* Start *
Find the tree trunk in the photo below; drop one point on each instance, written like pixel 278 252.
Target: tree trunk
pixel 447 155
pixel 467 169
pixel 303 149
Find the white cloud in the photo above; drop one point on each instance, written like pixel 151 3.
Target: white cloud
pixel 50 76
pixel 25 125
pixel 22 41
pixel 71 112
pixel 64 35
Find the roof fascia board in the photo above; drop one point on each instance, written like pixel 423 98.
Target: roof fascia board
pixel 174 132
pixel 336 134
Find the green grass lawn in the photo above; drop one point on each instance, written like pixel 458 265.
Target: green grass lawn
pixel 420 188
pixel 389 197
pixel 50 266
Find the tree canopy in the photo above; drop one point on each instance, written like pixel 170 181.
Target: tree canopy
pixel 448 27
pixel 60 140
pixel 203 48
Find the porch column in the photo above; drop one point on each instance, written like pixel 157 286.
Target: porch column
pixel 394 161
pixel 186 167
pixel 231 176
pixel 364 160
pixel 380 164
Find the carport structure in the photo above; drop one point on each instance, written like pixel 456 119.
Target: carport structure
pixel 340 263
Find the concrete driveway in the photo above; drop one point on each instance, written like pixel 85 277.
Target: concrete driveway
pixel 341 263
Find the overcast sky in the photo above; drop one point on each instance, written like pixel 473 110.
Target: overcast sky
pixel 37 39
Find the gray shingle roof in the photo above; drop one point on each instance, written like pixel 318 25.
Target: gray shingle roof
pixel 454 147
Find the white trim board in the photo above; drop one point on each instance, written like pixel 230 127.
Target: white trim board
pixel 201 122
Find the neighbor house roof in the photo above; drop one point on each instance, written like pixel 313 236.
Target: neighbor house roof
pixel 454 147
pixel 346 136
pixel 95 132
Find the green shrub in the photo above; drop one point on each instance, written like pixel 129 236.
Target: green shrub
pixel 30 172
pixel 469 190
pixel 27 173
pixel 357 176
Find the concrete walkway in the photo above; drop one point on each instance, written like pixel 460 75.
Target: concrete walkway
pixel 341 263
* End *
**WHAT TO DO:** Copy out all the lines above, putting "occurrence" wherever "instance" appears and keeping everything else the same.

**COMPLETE RESPONSE:**
Find the tree trunk in the photo below; drop one point on each occurrence, written like pixel 278 252.
Target: tree trunk
pixel 447 155
pixel 467 169
pixel 303 149
Find the white cloud in the photo above; drop one point on each occurrence, written like pixel 151 3.
Target: white cloud
pixel 50 76
pixel 25 125
pixel 22 41
pixel 71 112
pixel 64 35
Find the roof fascia board in the photo above; drop one point on each occurrence, written like pixel 423 98.
Target: roof fascia board
pixel 174 132
pixel 336 134
Find the green grass lawn in the photo above; drop one point on each occurrence, written like pixel 458 265.
Target: green grass lawn
pixel 420 188
pixel 389 197
pixel 50 266
Find the tree canopy in the photo above; drop one point on each occurrence, written like pixel 170 181.
Target: tree canopy
pixel 448 27
pixel 60 140
pixel 203 48
Find the porch column in the photo above; drop one point on each occurrence, written like pixel 157 286.
Target: porch column
pixel 394 161
pixel 186 167
pixel 231 176
pixel 364 160
pixel 380 164
Find the carport structure in the photo above; drop one point on each occurrence, written like pixel 456 119.
Target: carport structure
pixel 340 263
Find the concrete driveway in the photo above; drop one point on each occurrence, written like pixel 85 277.
Target: concrete driveway
pixel 341 263
Find the overcast sky in the photo above; drop one point on each occurrence, written like pixel 473 110.
Target: overcast sky
pixel 37 39
Find the gray shingle roof in the photo above; drop one point on each occurrence, written like pixel 318 25.
Target: gray shingle roof
pixel 454 147
Find the white trim board in the photo above; drop one point on each occurrence, written like pixel 230 127.
Target: white trim board
pixel 201 122
Find the neighbor house roof in the photo above; drop one point on each occurrence, written like pixel 313 236.
Target: neighbor house roof
pixel 454 147
pixel 346 136
pixel 95 132
Find the green shrub in the photo above; drop one point on each occurrence, written like pixel 129 236.
Target: green shrub
pixel 30 172
pixel 469 190
pixel 27 173
pixel 357 176
Find the concrete walkway in the photo above; drop one point on each occurrence, written like pixel 460 75.
Target: concrete walkway
pixel 341 263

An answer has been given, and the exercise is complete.